Page text -
— start —

Python Style Guide¶
Goal¶
The goal of this style-guide is to standardize the motif of Python at Oscar in a way that reduces the risk of bugs while increasing our ability to utilize the richer features of Python when necessary. In addition, it reduces the risk exposure from the many third party libraries we use. Finally, if it is true that reading code is 90% of programming, then we should favor readability over writability.
Example: Import packages and modules only, do not import objects or functions directly may seem constrictive or verbose, but it allows objects in module namespaces to be mutated during execution without unexpected behavior due to object duplication. Examples of this in our current code-base are sqlalchemy-continuum and tagging.
Code of Conduct¶
- Be polite and respectful.
- Don’t make assumptions—be clear and concise.
- Your co workers deserve a response to comments, questions or concerns, even if it is to respectfully decline or dissent.
- Boy Scout Rule: Always check a module in cleaner than you checked it out. Clean-up and compliance to the style guide is the responsibility of whomever touches the code.
Language Rules¶
Lint¶
Lint is important in Python due to the dynamic nature of the language. However, spurious warnings and errors do happen.
Disabling lint rules¶
- When disabling warnings, prefer the symbolic name to the alpha-numeric code. Pylint messages.

— end —

Could you copy out the full Python style guide text above, word for word?

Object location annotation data

— start —

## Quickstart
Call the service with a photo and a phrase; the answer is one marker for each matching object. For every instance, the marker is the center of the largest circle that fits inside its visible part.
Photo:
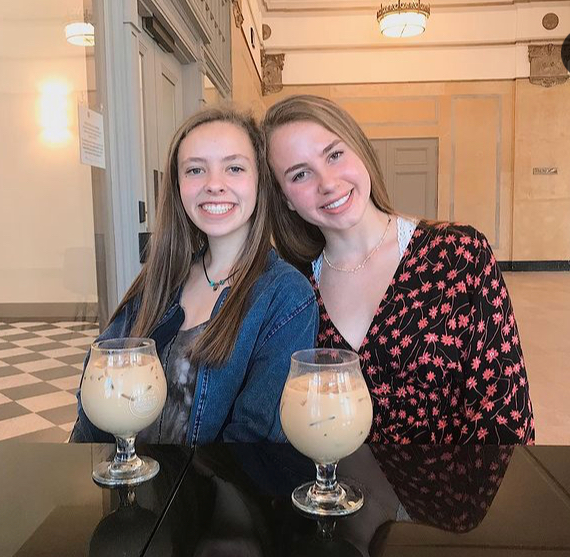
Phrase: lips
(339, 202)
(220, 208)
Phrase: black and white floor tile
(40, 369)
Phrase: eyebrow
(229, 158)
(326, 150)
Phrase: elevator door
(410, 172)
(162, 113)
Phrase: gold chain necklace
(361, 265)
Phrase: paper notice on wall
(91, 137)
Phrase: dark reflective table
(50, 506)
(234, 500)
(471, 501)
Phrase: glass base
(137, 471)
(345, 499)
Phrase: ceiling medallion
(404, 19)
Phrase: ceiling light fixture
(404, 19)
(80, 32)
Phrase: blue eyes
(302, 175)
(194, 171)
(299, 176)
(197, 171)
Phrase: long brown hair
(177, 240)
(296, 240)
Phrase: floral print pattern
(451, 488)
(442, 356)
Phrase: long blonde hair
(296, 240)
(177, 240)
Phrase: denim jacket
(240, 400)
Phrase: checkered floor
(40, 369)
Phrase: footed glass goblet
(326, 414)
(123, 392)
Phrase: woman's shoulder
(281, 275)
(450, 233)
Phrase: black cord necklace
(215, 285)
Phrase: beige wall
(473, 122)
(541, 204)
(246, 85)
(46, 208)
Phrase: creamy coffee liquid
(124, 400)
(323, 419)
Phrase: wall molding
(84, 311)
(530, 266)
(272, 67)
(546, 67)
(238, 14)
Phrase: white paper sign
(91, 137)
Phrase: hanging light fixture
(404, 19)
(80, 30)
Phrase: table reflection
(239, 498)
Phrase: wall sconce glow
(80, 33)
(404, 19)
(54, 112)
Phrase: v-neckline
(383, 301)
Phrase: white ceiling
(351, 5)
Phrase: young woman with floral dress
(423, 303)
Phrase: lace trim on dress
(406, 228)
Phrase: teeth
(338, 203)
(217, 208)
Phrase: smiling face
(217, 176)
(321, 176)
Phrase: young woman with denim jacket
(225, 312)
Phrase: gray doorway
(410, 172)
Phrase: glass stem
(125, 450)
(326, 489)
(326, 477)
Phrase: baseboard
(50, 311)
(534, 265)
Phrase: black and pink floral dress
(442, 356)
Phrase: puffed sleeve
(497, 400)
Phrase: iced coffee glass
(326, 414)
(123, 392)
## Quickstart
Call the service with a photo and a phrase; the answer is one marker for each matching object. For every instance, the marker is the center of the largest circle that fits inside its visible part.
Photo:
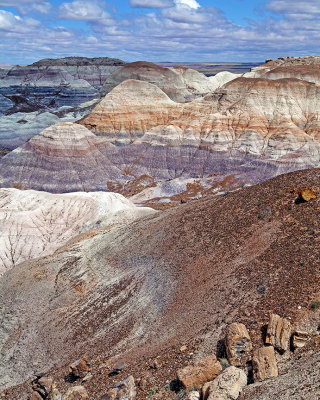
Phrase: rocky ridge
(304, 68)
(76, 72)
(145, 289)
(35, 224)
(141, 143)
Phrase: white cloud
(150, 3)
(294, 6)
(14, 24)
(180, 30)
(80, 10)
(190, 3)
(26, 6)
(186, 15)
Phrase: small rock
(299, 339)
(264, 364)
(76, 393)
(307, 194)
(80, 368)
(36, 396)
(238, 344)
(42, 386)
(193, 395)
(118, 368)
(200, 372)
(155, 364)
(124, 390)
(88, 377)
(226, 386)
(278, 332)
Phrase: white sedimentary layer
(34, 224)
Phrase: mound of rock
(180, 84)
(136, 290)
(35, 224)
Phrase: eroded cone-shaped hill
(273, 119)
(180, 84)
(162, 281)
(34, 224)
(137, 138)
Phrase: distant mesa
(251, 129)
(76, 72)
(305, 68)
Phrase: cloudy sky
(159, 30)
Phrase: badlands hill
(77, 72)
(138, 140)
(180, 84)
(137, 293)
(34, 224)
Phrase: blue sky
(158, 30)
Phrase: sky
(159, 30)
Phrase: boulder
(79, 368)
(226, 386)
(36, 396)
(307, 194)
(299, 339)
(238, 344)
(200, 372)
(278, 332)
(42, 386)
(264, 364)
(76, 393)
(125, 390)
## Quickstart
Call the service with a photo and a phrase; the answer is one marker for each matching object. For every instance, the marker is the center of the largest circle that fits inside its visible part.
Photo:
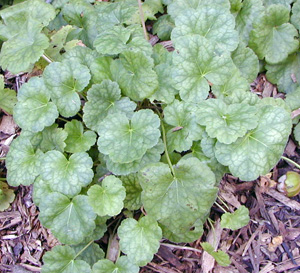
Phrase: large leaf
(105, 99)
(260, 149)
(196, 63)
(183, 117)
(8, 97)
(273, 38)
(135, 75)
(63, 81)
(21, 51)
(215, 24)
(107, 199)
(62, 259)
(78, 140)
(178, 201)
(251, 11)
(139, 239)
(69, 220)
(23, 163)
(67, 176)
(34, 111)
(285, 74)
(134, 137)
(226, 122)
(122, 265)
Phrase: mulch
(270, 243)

— end —
— start —

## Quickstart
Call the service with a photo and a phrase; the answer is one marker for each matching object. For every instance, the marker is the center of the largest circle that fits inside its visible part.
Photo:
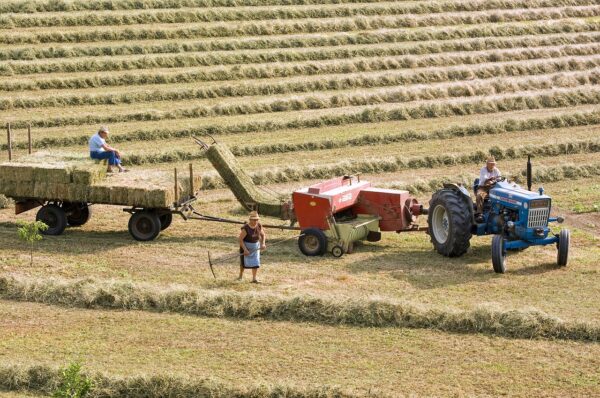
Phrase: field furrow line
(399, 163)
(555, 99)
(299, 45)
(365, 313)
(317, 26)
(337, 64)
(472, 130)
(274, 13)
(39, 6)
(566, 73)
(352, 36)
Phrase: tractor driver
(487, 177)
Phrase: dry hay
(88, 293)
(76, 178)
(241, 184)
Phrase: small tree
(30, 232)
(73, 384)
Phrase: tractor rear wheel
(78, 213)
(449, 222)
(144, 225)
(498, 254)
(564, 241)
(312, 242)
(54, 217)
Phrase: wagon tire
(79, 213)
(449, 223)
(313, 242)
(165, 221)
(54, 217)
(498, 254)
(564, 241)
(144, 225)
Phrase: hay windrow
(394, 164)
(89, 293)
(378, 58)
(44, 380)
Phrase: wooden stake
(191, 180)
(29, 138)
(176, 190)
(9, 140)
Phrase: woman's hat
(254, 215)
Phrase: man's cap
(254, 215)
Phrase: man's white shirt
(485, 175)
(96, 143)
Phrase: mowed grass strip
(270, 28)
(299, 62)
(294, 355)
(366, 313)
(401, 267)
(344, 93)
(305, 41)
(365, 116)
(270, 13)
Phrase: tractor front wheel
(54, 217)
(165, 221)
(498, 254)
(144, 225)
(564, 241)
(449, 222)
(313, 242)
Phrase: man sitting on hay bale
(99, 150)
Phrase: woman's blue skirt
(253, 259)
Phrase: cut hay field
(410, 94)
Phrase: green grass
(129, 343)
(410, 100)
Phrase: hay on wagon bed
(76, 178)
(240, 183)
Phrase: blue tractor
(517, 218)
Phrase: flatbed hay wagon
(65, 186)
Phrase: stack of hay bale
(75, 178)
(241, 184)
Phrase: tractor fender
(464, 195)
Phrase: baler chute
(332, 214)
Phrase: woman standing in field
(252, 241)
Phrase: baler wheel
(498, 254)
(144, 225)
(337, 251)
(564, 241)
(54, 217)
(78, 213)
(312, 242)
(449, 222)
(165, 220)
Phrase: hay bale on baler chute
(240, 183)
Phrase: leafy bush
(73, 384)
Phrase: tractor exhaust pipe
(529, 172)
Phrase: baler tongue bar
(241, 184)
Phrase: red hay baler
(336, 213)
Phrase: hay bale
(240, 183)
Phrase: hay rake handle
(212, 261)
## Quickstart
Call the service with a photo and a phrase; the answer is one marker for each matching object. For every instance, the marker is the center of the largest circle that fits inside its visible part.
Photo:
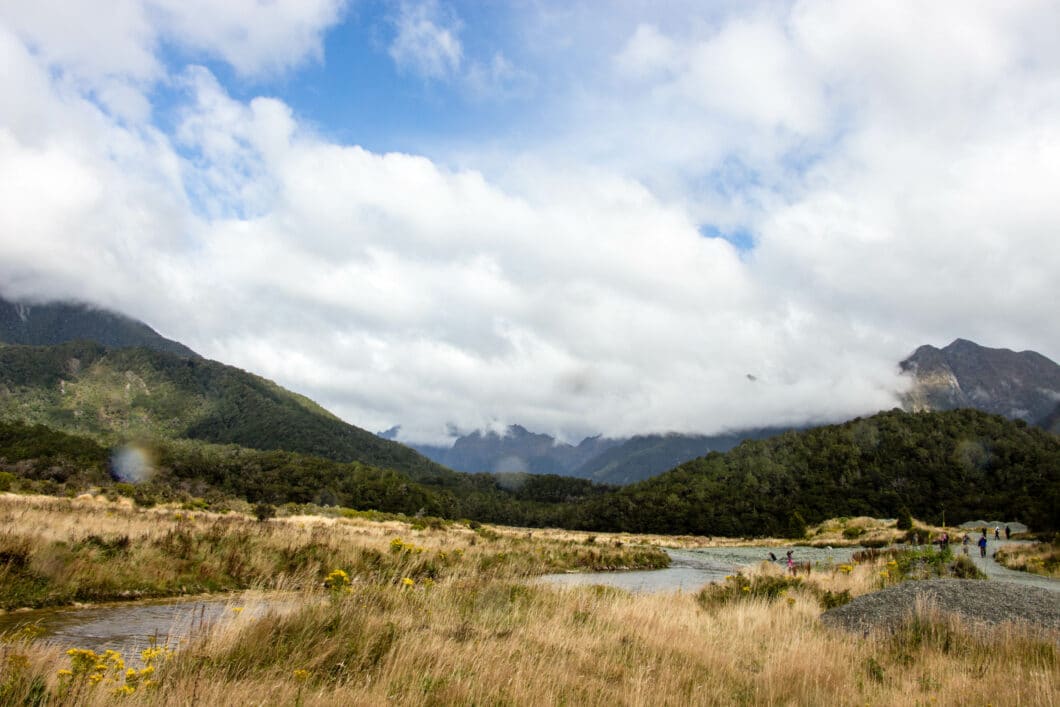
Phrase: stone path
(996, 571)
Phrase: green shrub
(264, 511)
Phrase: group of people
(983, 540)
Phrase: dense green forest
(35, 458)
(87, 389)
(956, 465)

— end —
— start —

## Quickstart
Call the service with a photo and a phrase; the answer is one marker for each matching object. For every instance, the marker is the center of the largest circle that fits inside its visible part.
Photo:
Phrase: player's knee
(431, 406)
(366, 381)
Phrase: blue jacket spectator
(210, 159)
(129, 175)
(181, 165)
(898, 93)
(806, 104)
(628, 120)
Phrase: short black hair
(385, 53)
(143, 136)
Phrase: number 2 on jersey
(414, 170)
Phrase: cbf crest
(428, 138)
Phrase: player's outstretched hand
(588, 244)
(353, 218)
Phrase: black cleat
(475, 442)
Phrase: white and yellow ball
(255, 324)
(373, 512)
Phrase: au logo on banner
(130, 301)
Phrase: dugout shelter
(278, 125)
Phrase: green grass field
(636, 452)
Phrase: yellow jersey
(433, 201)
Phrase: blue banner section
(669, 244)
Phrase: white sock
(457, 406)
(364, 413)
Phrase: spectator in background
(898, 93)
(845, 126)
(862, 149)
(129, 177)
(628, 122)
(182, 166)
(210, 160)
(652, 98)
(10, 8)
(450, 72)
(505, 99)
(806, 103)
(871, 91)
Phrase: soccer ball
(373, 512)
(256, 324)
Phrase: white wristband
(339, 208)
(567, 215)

— end —

Output for this task -
Python Style Guide¶
Goal¶
The goal of this style-guide is to standardize the motif of Python at Oscar in a way that reduces the risk of bugs while increasing our ability to utilize the richer features of Python when necessary. In addition, it reduces the risk exposure from the many third party libraries we use. Finally, if it is true that reading code is 90% of programming, then we should favor readability over writability.
Example: Import packages and modules only, do not import objects or functions directly may seem constrictive or verbose, but it allows objects in module namespaces to be mutated during execution without unexpected behavior due to object duplication. Examples of this in our current code-base are sqlalchemy-continuum and tagging.
Code of Conduct¶
- Be polite and respectful.
- Don’t make assumptions—be clear and concise.
- Your co workers deserve a response to comments, questions or concerns, even if it is to respectfully decline or dissent.
- Boy Scout Rule: Always check a module in cleaner than you checked it out. Clean-up and compliance to the style guide is the responsibility of whomever touches the code.
Language Rules¶
Lint¶
Lint is important in Python due to the dynamic nature of the language. However, spurious warnings and errors do happen.
Disabling lint rules¶
- When disabling warnings, prefer the symbolic name to the alpha-numeric code. Pylint messages.